::: Supplied material

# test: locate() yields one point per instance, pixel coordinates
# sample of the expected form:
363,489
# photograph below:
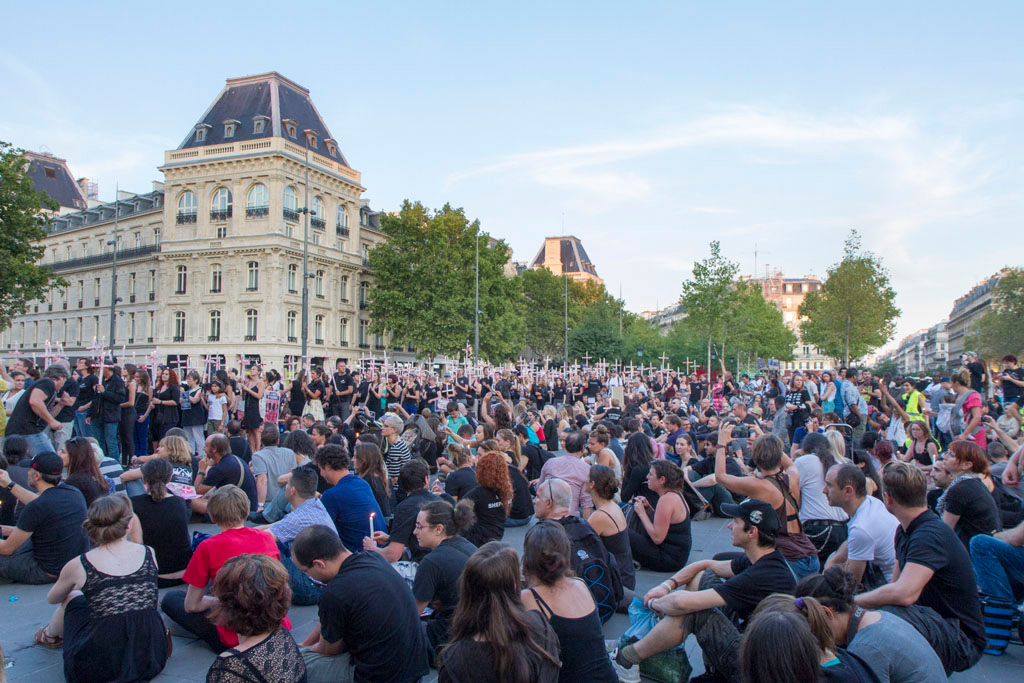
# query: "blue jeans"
806,566
81,428
105,434
39,443
142,437
998,566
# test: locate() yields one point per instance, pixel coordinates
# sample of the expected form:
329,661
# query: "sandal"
48,641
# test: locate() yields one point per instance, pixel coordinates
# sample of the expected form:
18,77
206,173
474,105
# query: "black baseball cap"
47,463
755,512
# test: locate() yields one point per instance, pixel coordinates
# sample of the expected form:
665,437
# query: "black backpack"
593,563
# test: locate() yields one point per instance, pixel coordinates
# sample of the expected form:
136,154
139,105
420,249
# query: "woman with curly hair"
492,497
253,596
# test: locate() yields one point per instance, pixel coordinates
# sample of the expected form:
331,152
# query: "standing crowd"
877,521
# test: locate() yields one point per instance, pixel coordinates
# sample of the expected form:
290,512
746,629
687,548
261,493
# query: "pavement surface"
24,609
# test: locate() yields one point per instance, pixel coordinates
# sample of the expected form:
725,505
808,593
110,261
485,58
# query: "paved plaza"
190,659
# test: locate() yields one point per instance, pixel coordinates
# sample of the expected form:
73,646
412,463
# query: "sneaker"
631,675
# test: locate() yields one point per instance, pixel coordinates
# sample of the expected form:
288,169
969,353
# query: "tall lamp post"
476,299
305,263
114,267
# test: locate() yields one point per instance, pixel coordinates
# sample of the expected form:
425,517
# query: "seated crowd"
862,552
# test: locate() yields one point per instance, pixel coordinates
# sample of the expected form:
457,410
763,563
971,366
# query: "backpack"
593,563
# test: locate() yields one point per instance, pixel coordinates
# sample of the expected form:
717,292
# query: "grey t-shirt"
897,652
272,461
871,536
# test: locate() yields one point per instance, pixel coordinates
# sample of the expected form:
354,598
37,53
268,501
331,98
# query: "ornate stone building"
210,262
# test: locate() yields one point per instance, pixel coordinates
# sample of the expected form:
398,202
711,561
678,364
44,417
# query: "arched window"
179,326
253,281
214,326
187,207
291,204
216,279
182,281
252,324
293,278
316,214
258,202
291,326
221,207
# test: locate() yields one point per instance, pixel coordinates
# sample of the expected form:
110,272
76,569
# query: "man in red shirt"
228,508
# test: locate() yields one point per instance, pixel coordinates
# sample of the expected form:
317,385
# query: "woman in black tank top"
547,563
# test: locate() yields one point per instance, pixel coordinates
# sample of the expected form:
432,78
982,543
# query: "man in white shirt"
871,529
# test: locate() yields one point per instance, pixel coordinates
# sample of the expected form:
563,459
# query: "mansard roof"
285,108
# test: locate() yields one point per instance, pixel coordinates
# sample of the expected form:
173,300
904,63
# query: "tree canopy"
23,226
855,311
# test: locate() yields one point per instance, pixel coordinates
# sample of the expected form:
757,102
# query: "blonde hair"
838,443
177,450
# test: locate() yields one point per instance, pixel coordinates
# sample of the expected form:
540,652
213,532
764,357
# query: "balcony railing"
134,252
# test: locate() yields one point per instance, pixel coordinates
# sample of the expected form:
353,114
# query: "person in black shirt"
221,467
438,526
750,579
934,582
493,496
967,505
52,520
413,478
34,412
367,606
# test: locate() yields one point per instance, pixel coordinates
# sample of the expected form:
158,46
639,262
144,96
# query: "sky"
646,129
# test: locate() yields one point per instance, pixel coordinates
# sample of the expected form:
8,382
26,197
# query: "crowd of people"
877,521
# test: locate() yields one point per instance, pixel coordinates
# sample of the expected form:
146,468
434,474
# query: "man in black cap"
713,609
49,531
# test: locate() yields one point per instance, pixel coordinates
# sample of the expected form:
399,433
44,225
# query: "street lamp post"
476,298
114,266
305,263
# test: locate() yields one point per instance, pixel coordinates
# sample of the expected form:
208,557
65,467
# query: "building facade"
787,294
565,255
964,317
210,263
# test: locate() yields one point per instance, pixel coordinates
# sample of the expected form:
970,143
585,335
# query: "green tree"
423,289
1000,329
710,297
855,310
23,227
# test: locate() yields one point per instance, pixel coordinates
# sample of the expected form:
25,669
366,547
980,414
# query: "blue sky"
652,127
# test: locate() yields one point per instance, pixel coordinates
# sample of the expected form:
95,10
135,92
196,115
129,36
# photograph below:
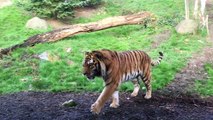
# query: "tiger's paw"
95,109
134,94
147,96
113,105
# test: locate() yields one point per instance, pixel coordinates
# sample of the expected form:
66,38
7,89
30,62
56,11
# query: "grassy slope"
21,72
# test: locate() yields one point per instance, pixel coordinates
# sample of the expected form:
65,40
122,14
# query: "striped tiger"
116,67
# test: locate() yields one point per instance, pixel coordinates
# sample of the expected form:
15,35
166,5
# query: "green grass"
22,72
205,87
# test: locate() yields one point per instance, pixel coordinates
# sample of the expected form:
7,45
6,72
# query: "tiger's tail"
154,63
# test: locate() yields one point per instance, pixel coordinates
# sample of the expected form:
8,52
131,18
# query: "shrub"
60,9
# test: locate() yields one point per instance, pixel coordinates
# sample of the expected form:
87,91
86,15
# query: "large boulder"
187,27
37,23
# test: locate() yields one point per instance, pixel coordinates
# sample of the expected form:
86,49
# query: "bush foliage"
60,9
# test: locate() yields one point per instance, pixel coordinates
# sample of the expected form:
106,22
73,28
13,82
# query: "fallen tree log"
55,35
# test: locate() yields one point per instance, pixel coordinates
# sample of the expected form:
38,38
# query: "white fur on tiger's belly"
115,100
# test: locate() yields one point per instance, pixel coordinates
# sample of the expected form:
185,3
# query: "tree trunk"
53,36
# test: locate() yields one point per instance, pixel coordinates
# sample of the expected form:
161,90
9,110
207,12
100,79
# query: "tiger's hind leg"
115,100
147,82
136,87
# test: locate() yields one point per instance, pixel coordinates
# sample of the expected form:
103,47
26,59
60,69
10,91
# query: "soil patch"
48,106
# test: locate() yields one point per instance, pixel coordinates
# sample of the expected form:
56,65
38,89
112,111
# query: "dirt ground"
48,106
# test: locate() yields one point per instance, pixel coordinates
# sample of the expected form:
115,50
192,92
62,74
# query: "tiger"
117,67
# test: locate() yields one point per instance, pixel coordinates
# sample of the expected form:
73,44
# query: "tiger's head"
91,65
95,62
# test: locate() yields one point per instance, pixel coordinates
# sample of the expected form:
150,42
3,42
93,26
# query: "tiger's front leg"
136,87
105,95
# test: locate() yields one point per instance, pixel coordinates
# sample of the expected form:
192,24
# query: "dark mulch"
48,106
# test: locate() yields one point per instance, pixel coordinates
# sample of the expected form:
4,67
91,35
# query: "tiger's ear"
98,55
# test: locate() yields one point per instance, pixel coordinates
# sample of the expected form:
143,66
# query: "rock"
187,27
69,103
37,23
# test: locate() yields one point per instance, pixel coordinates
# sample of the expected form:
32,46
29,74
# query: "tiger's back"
134,64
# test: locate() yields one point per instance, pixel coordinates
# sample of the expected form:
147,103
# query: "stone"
37,23
187,27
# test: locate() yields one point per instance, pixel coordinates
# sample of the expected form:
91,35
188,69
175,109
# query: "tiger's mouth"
90,77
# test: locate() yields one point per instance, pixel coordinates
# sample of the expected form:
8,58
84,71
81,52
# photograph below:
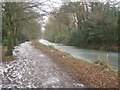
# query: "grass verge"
90,74
5,58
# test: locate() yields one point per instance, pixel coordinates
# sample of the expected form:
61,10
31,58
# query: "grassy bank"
5,58
90,74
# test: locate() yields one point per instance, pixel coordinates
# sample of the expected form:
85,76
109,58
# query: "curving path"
33,69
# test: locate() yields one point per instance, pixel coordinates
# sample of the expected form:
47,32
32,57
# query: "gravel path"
33,69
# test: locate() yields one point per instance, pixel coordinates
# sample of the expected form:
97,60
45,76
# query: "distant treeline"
19,23
92,25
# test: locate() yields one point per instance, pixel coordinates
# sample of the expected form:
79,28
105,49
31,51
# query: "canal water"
86,54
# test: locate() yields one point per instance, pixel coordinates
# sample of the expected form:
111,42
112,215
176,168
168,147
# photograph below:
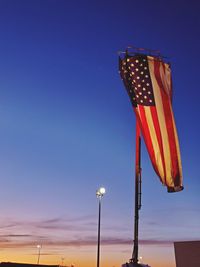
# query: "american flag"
147,80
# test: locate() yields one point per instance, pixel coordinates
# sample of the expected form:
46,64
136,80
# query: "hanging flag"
147,80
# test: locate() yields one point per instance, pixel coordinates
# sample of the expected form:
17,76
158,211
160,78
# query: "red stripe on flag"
146,135
159,137
170,127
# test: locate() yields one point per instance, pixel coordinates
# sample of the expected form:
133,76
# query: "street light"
39,248
99,193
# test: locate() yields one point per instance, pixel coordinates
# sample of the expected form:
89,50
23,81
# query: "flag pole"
134,259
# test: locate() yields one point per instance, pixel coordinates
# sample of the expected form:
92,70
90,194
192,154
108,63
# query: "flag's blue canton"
136,76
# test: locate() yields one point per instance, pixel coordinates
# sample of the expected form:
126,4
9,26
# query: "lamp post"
39,249
99,193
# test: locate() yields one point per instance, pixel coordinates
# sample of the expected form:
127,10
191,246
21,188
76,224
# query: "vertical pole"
137,192
38,261
99,223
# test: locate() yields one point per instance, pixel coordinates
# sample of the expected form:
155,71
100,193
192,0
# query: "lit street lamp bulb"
102,190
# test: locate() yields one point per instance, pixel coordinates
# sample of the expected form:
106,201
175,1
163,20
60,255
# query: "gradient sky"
67,127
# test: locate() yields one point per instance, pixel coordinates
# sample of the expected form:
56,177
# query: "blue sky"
67,127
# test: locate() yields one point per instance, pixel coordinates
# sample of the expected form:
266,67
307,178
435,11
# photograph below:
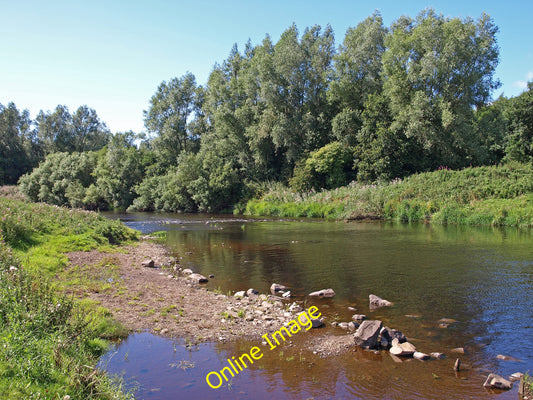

::::::

▶ Exercise
Count the lines in the items above that contain the string "backpack". Reply with the number alone.

▶ Task output
2